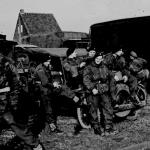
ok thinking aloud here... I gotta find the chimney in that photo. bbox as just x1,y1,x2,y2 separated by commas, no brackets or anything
20,9,24,14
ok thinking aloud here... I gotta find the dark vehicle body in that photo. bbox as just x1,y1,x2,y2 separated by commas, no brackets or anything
90,16,150,63
90,16,150,94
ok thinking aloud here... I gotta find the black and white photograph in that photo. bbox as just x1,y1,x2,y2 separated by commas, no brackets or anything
0,0,150,149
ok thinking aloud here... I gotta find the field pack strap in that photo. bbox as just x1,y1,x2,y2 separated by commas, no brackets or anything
0,87,10,93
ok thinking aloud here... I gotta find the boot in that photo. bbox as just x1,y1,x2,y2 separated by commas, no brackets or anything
74,124,82,135
105,126,117,136
49,123,63,135
93,126,102,136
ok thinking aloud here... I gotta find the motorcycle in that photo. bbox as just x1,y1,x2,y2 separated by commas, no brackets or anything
76,71,131,129
135,80,147,106
76,89,93,129
76,71,147,129
111,71,132,118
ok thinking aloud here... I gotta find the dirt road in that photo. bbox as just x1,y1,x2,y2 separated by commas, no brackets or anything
1,100,150,150
39,104,150,150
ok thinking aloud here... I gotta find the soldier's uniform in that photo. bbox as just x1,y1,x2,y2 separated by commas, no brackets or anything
63,57,81,89
34,63,57,127
83,60,114,134
128,54,149,99
0,54,44,149
0,54,20,117
103,52,116,70
129,56,149,80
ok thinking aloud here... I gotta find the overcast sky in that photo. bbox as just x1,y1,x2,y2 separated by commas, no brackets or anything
1,0,150,40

----------

§ **What the exercise asks**
Give the listing again word for word, without its images.

§ **Solution for this task**
ok thinking aloud here... I gotta find the chimney in that photo. bbox as just x1,y1,x2,y2 separated by commas, no brackets or anything
20,9,24,14
ok thinking aloud here... I gotta find the dark vehicle body in that photo. bbox as just x1,y1,x2,y2 separated by commas, no brackets or anything
90,16,150,63
90,16,150,94
ok thinking aloud here... I gotta find the black and white photograph in that photo. bbox as just x1,y1,x2,y2 separated by commas, no brackets or anything
0,0,150,149
ok thinking aloud here... I gotta find the field pack strap in that photo. bbox as just x1,y1,x2,y2 separated by commas, no brackets or anything
0,87,10,93
ok thinking aloud here... I gotta find the boot in that photo. bbox as just x1,y1,x2,y2 separated by commas, no brackets or anything
74,124,82,135
105,126,117,136
49,123,63,135
93,126,102,136
ok thinking aloud here... I gotta find the motorcycle in that photo. bbox as just x1,y1,x2,y2 separated by commas, no brackets or anything
76,71,131,129
135,80,147,106
76,89,93,129
76,71,147,129
111,71,132,118
ok thinking aloud here... I gotta find the dirt road in that photo. bbox as just x1,y1,x2,y2 separated by commas, no brackets or anything
1,100,150,150
39,104,150,150
ok thinking aloud here... I gotta find the soldier's uniform in that photo. bbox as just x1,y1,x2,y2 separated by commas, no brackets or anything
63,57,81,89
34,63,57,127
83,60,114,134
128,54,149,99
0,54,44,149
0,54,20,117
103,52,116,70
129,56,149,80
ok thinking aloud here... I gotta find the overcast sky in that photo. bbox as just x1,y1,x2,y2 separated by commas, no brackets or anything
1,0,150,40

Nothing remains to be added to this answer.